● GIVEN EXERCISE
Set down the data below word for word, leaving the pictures out of your answer.

(Stored data)
....

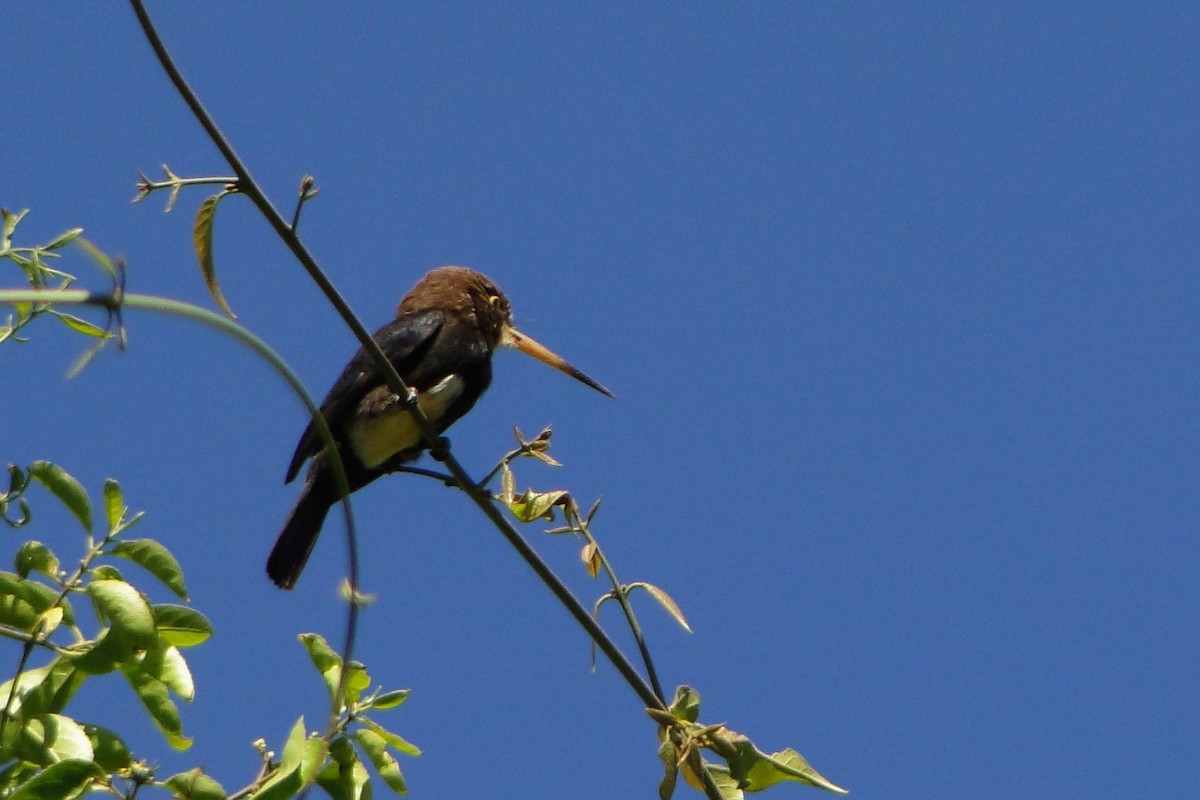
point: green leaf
(283, 785)
(390, 699)
(762, 771)
(180, 625)
(664, 600)
(108, 749)
(49, 687)
(167, 665)
(155, 697)
(23, 602)
(81, 325)
(67, 779)
(383, 762)
(49, 738)
(346, 781)
(126, 609)
(9, 222)
(36, 557)
(538, 505)
(114, 504)
(106, 572)
(63, 239)
(202, 239)
(195, 785)
(66, 488)
(15, 775)
(328, 662)
(685, 704)
(395, 741)
(155, 559)
(103, 655)
(301, 757)
(96, 254)
(670, 757)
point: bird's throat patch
(383, 428)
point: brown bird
(442, 341)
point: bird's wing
(405, 341)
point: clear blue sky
(900, 302)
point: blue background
(900, 302)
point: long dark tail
(300, 533)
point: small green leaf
(126, 609)
(96, 254)
(23, 602)
(46, 690)
(114, 504)
(103, 655)
(155, 559)
(66, 779)
(202, 239)
(664, 600)
(390, 699)
(167, 665)
(395, 741)
(15, 775)
(63, 239)
(106, 572)
(195, 785)
(156, 698)
(9, 222)
(346, 782)
(81, 325)
(286, 782)
(49, 738)
(327, 661)
(111, 752)
(670, 757)
(180, 625)
(763, 771)
(383, 762)
(36, 557)
(538, 505)
(66, 488)
(685, 704)
(591, 557)
(303, 753)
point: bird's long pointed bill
(519, 341)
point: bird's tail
(300, 533)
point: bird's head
(473, 298)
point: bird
(441, 342)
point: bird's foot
(441, 450)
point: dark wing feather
(405, 341)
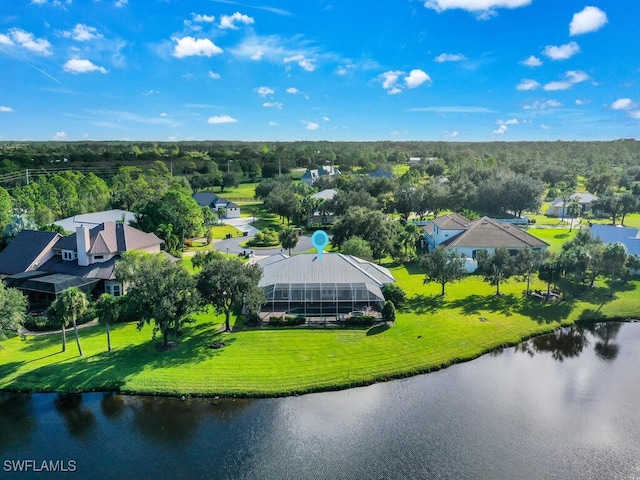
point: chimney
(82, 245)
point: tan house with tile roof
(468, 237)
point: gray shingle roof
(92, 219)
(99, 270)
(490, 233)
(451, 221)
(24, 249)
(110, 238)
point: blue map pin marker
(320, 239)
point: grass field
(430, 332)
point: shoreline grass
(431, 332)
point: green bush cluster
(265, 238)
(287, 321)
(360, 320)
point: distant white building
(311, 176)
(558, 207)
(216, 203)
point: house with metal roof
(332, 285)
(42, 264)
(558, 207)
(217, 204)
(311, 176)
(629, 237)
(467, 237)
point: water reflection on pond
(564, 405)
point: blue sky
(268, 70)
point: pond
(565, 405)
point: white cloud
(561, 52)
(450, 57)
(302, 61)
(78, 65)
(527, 84)
(389, 78)
(538, 105)
(484, 9)
(82, 33)
(189, 46)
(501, 130)
(532, 61)
(416, 78)
(277, 105)
(622, 104)
(203, 18)
(230, 21)
(276, 50)
(570, 79)
(588, 20)
(220, 119)
(264, 91)
(27, 40)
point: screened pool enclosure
(321, 298)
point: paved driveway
(242, 224)
(232, 245)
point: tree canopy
(159, 291)
(227, 280)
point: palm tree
(288, 238)
(107, 310)
(71, 303)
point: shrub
(395, 294)
(388, 312)
(265, 238)
(360, 320)
(252, 320)
(287, 321)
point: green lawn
(555, 237)
(430, 332)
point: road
(232, 245)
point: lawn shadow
(545, 312)
(378, 329)
(108, 371)
(476, 304)
(424, 304)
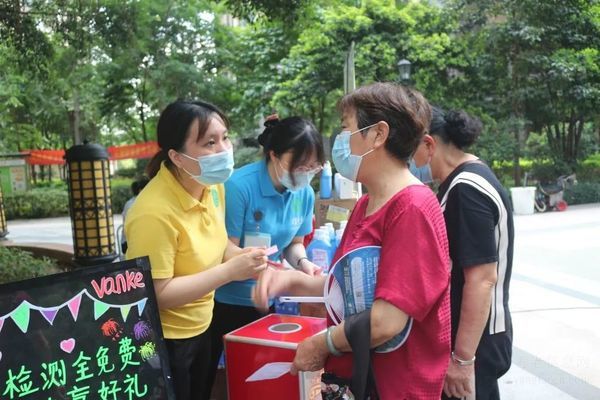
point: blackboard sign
(90, 334)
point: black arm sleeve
(471, 220)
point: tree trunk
(76, 133)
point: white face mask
(214, 168)
(345, 162)
(302, 178)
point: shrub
(120, 192)
(37, 203)
(582, 193)
(53, 184)
(47, 203)
(16, 265)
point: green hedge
(37, 203)
(582, 193)
(16, 265)
(120, 193)
(47, 203)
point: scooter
(550, 196)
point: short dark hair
(455, 126)
(173, 128)
(404, 109)
(293, 133)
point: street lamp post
(404, 71)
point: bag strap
(357, 328)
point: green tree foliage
(104, 70)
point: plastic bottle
(320, 251)
(338, 237)
(343, 225)
(331, 230)
(326, 181)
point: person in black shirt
(481, 235)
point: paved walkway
(555, 299)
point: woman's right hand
(248, 264)
(270, 283)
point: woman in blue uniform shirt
(269, 202)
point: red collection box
(272, 339)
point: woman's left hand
(309, 268)
(311, 355)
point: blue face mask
(302, 179)
(345, 162)
(214, 168)
(423, 173)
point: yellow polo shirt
(182, 236)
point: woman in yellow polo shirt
(178, 221)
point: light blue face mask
(214, 168)
(303, 178)
(346, 163)
(423, 173)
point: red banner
(46, 157)
(127, 151)
(138, 150)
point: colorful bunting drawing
(22, 313)
(74, 304)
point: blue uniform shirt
(254, 206)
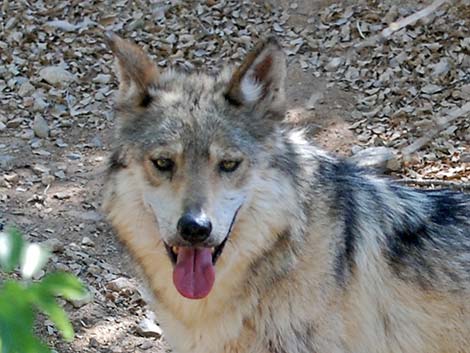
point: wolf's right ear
(136, 71)
(259, 82)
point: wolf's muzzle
(194, 228)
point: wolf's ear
(260, 79)
(136, 71)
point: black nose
(194, 228)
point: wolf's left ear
(136, 71)
(260, 80)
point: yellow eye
(229, 166)
(163, 164)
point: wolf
(253, 240)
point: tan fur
(247, 312)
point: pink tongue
(194, 273)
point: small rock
(96, 142)
(375, 157)
(465, 157)
(40, 169)
(5, 161)
(86, 241)
(47, 179)
(14, 123)
(62, 195)
(60, 143)
(431, 89)
(146, 345)
(79, 303)
(39, 104)
(334, 64)
(53, 245)
(102, 78)
(120, 284)
(40, 127)
(25, 89)
(148, 328)
(74, 156)
(36, 144)
(56, 75)
(60, 174)
(11, 178)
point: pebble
(60, 174)
(82, 302)
(56, 75)
(47, 179)
(41, 169)
(380, 158)
(148, 328)
(86, 241)
(40, 127)
(25, 89)
(14, 123)
(120, 284)
(54, 245)
(74, 156)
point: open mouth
(173, 251)
(194, 267)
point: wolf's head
(196, 145)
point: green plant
(20, 300)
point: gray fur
(323, 256)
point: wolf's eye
(163, 164)
(229, 166)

....

● RESPONSE TO THE EXERCISE
point: green leaf
(283, 785)
(390, 699)
(762, 771)
(180, 625)
(664, 600)
(108, 749)
(49, 687)
(167, 665)
(155, 697)
(23, 602)
(81, 325)
(67, 779)
(383, 762)
(49, 738)
(346, 781)
(126, 609)
(9, 222)
(36, 557)
(538, 505)
(114, 504)
(106, 572)
(63, 239)
(202, 239)
(195, 785)
(66, 488)
(15, 775)
(328, 662)
(685, 704)
(395, 741)
(155, 559)
(103, 655)
(301, 757)
(96, 254)
(670, 757)
point: bird's throat patch
(383, 428)
point: brown bird
(442, 341)
point: bird's wing
(405, 341)
point: clear blue sky
(900, 302)
point: blue background
(900, 302)
point: long dark tail
(300, 533)
point: small green leaf
(126, 609)
(96, 254)
(23, 602)
(46, 690)
(114, 504)
(103, 655)
(155, 559)
(66, 779)
(202, 239)
(664, 600)
(390, 699)
(167, 665)
(395, 741)
(15, 775)
(63, 239)
(106, 572)
(195, 785)
(156, 698)
(9, 222)
(346, 782)
(81, 325)
(286, 782)
(49, 738)
(327, 661)
(111, 752)
(670, 757)
(180, 625)
(763, 771)
(383, 762)
(36, 557)
(538, 505)
(66, 488)
(685, 704)
(591, 557)
(303, 753)
point: bird's long pointed bill
(519, 341)
point: bird's tail
(300, 533)
point: bird's head
(473, 298)
point: bird
(441, 342)
point: bird's foot
(441, 450)
point: dark wing feather
(405, 341)
point: chimney
(82, 245)
point: tan house with tile roof
(468, 237)
point: gray shingle roof
(92, 219)
(99, 270)
(490, 233)
(451, 221)
(24, 249)
(110, 238)
point: blue map pin marker
(320, 239)
point: grass field
(430, 332)
point: shoreline grass
(431, 332)
point: green bush cluster
(265, 238)
(287, 321)
(360, 320)
point: distant white building
(311, 176)
(558, 207)
(216, 203)
point: house with metal roof
(332, 285)
(42, 264)
(558, 207)
(217, 204)
(311, 176)
(629, 237)
(467, 237)
point: water reflection on pond
(564, 405)
point: blue sky
(268, 70)
point: pond
(565, 405)
point: white cloud
(561, 52)
(450, 57)
(302, 61)
(78, 65)
(527, 84)
(389, 78)
(538, 105)
(484, 9)
(82, 33)
(189, 46)
(501, 130)
(532, 61)
(416, 78)
(277, 105)
(622, 104)
(203, 18)
(230, 21)
(276, 50)
(570, 79)
(588, 20)
(220, 119)
(264, 91)
(27, 40)
point: screened pool enclosure
(321, 298)
point: paved driveway
(242, 224)
(232, 245)
point: tree canopy
(159, 291)
(227, 280)
point: palm tree
(288, 238)
(107, 310)
(71, 303)
point: shrub
(395, 294)
(388, 312)
(265, 238)
(360, 320)
(252, 320)
(287, 321)
point: green lawn
(555, 237)
(430, 332)
point: road
(232, 245)
point: lawn shadow
(545, 312)
(378, 329)
(108, 371)
(476, 304)
(424, 304)
point: blackboard sign
(90, 334)
point: black arm sleeve
(471, 220)
point: tree trunk
(76, 133)
point: white face mask
(214, 168)
(345, 162)
(302, 178)
point: shrub
(120, 192)
(37, 203)
(582, 193)
(53, 184)
(47, 203)
(16, 265)
point: green hedge
(37, 203)
(582, 193)
(16, 265)
(120, 193)
(47, 203)
point: scooter
(550, 196)
point: short dark hair
(455, 126)
(173, 128)
(404, 109)
(293, 133)
point: street lamp post
(404, 71)
point: bag strap
(357, 328)
point: green tree foliage
(104, 70)
point: plastic bottle
(320, 251)
(338, 237)
(343, 225)
(331, 230)
(326, 181)
point: person in black shirt
(481, 235)
point: paved walkway
(555, 299)
point: woman's right hand
(248, 264)
(270, 283)
point: woman in blue uniform shirt
(269, 202)
point: red collection box
(272, 339)
point: woman's left hand
(309, 268)
(311, 355)
point: blue face mask
(302, 179)
(345, 162)
(214, 168)
(423, 173)
point: yellow polo shirt
(182, 236)
point: woman in yellow polo shirt
(178, 221)
point: light blue face mask
(214, 168)
(303, 178)
(346, 163)
(423, 173)
point: red banner
(46, 157)
(127, 151)
(138, 150)
point: colorful bunting drawing
(22, 313)
(74, 304)
point: blue uniform shirt
(254, 206)
point: wolf's right ear
(136, 71)
(259, 82)
point: wolf's muzzle
(194, 228)
point: wolf's ear
(260, 79)
(136, 71)
point: black nose
(194, 228)
point: wolf's left ear
(136, 71)
(260, 80)
point: yellow eye
(229, 166)
(163, 164)
point: wolf
(253, 240)
point: tan fur
(247, 312)
point: pink tongue
(194, 273)
point: small rock
(96, 142)
(375, 157)
(465, 157)
(40, 169)
(5, 161)
(86, 241)
(47, 179)
(14, 123)
(62, 195)
(60, 143)
(431, 89)
(146, 345)
(79, 303)
(39, 104)
(334, 64)
(53, 245)
(102, 78)
(120, 284)
(40, 127)
(25, 89)
(148, 328)
(74, 156)
(36, 144)
(56, 75)
(60, 174)
(11, 178)
point: pebble
(60, 174)
(82, 302)
(56, 75)
(47, 179)
(41, 169)
(380, 158)
(148, 328)
(86, 241)
(40, 127)
(25, 89)
(14, 123)
(120, 284)
(54, 245)
(74, 156)
point: open mouth
(173, 251)
(194, 267)
point: wolf's head
(196, 145)
point: green plant
(20, 300)
point: gray fur
(323, 256)
point: wolf's eye
(163, 164)
(229, 166)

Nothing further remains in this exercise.